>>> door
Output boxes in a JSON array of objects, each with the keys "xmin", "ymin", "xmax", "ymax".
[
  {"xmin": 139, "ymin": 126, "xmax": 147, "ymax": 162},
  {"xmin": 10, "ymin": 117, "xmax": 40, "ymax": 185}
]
+---+
## Instructions for the task
Print each of the rows above again, character for character, with nothing added, dropped, or changed.

## The solution
>>> door
Output boxes in a JSON array of objects, each with the keys "xmin", "ymin", "xmax", "ymax".
[
  {"xmin": 139, "ymin": 126, "xmax": 147, "ymax": 162},
  {"xmin": 10, "ymin": 117, "xmax": 40, "ymax": 185}
]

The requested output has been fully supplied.